[[ Data open ]]

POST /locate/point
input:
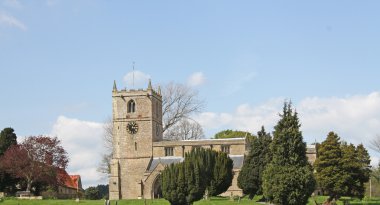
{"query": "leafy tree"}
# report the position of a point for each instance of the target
(250, 177)
(222, 174)
(202, 169)
(7, 139)
(341, 168)
(36, 159)
(92, 193)
(288, 179)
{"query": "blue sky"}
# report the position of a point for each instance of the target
(58, 60)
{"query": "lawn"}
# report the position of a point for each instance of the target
(213, 201)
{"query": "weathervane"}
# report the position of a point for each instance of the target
(133, 75)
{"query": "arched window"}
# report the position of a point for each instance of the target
(131, 106)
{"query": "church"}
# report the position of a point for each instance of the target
(140, 153)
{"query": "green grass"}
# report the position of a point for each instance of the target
(213, 201)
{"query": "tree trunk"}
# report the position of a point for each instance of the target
(29, 185)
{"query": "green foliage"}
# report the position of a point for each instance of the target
(103, 191)
(329, 172)
(92, 193)
(288, 184)
(232, 134)
(250, 176)
(222, 174)
(202, 169)
(288, 179)
(342, 169)
(7, 139)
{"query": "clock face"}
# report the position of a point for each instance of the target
(132, 127)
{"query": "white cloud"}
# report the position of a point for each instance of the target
(237, 83)
(196, 79)
(12, 4)
(356, 119)
(51, 2)
(83, 142)
(136, 79)
(8, 20)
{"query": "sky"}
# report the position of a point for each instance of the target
(59, 58)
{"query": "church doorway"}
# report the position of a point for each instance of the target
(157, 192)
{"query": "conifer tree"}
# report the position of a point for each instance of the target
(250, 176)
(288, 179)
(202, 169)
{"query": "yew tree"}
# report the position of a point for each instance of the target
(36, 159)
(288, 179)
(250, 176)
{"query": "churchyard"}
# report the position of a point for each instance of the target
(213, 201)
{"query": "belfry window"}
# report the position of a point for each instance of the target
(131, 106)
(225, 148)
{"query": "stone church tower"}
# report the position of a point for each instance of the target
(137, 123)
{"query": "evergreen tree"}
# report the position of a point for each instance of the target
(202, 169)
(288, 179)
(329, 171)
(250, 176)
(222, 174)
(7, 138)
(342, 169)
(365, 162)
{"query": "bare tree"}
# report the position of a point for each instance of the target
(179, 102)
(185, 130)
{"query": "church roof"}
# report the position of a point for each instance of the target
(237, 160)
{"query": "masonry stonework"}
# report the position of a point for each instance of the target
(140, 154)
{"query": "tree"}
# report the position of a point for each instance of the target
(36, 159)
(92, 193)
(250, 176)
(341, 168)
(7, 139)
(185, 129)
(288, 178)
(179, 102)
(329, 171)
(105, 163)
(222, 174)
(202, 169)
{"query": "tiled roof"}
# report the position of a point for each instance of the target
(237, 160)
(163, 161)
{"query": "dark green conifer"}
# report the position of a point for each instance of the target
(250, 176)
(288, 179)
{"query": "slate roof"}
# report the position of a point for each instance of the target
(237, 159)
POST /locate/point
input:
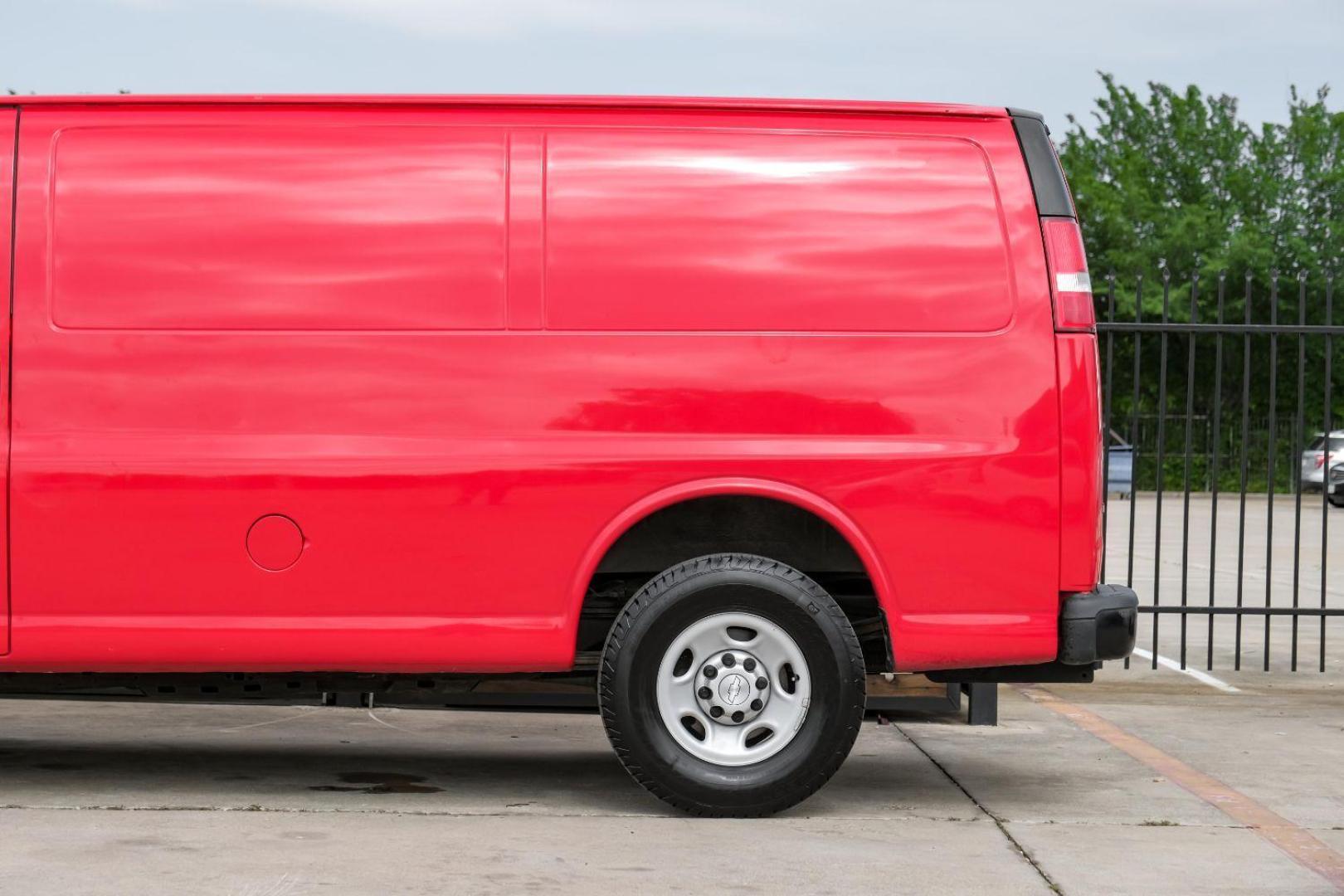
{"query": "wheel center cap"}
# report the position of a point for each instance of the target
(733, 689)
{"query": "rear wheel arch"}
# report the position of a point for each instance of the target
(675, 499)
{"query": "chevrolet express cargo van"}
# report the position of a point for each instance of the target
(723, 405)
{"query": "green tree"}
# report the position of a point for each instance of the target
(1175, 192)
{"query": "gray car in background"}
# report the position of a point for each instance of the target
(1316, 464)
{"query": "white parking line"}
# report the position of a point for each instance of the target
(1203, 677)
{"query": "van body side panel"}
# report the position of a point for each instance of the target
(1079, 462)
(8, 140)
(416, 381)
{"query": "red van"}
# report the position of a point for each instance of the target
(723, 403)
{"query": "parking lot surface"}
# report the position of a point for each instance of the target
(1147, 781)
(113, 798)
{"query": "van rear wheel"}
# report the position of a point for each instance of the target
(732, 685)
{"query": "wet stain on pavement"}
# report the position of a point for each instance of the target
(379, 782)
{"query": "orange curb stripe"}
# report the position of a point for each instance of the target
(1296, 843)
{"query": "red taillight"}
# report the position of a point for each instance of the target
(1070, 288)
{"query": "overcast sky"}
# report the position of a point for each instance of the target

[[ Data closed ]]

What the exercise asks
Each line above with the word "white" must be returned.

Exercise answer
{"query": "white cloud"}
{"query": "white parking line"}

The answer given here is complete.